— start of The records —
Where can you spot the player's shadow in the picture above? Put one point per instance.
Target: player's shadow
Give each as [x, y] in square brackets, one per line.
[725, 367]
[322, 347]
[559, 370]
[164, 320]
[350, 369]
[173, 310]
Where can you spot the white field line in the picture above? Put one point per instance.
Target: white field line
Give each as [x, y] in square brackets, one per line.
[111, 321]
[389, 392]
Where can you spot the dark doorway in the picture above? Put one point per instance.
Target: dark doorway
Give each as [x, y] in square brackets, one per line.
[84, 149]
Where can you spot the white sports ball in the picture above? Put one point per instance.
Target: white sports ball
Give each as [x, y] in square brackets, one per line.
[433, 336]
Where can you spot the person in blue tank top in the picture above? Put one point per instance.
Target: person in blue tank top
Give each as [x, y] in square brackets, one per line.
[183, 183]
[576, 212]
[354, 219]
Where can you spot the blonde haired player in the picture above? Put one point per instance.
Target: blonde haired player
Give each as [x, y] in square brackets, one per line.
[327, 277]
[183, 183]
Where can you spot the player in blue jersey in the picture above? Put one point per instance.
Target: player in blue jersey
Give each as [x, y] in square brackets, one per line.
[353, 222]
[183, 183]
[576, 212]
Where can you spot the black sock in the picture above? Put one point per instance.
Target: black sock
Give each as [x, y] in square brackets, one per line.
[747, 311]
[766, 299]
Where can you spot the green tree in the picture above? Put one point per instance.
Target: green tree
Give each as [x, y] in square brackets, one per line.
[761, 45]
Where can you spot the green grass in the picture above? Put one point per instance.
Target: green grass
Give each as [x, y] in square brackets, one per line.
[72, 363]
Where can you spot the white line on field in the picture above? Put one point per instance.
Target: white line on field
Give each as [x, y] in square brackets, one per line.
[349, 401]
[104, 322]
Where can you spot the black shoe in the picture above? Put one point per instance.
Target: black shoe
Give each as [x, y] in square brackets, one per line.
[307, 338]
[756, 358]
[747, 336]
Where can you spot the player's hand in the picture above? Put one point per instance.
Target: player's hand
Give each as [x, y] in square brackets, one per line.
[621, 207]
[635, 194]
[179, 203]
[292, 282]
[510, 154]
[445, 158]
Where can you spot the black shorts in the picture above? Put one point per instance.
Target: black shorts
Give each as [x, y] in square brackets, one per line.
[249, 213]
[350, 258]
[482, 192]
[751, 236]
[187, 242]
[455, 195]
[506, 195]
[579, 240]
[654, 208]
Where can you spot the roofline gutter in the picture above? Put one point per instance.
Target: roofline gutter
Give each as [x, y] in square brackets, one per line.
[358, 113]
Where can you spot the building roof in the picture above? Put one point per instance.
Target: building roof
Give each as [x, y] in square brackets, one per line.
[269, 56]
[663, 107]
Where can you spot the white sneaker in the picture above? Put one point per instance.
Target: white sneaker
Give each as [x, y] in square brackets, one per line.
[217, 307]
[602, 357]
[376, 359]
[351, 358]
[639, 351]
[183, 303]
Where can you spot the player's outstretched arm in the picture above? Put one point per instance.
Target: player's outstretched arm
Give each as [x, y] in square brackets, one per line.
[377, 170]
— end of The records —
**Work to do:**
Only those lines running from the one containing "Where can you spot the roofline" through the last line of the data above are to be copied, exactly, with both ends included.

**Response for this exercise:**
Where can you spot the roofline gutter in the picture above? Put one point per instance.
Target: roofline gutter
Give each as [x, y] in square brackets, one per line.
[358, 113]
Where can you spot the building roof in the picture above? Put one point per instance.
Target: building roof
Give each as [x, y] in square brackets, one per line.
[269, 56]
[663, 107]
Where can you spot the white sneaker in the picture above? Put one point per instance.
Target: white sneaker
Give each as [x, y] in square brackets, one per line.
[217, 307]
[602, 357]
[376, 359]
[351, 358]
[639, 351]
[183, 303]
Where can you spot the player's outstretched arm in the picture above? Put one point per instance.
Target: player's outstretched arm
Give each as [x, y] in square brackets, one per line.
[377, 170]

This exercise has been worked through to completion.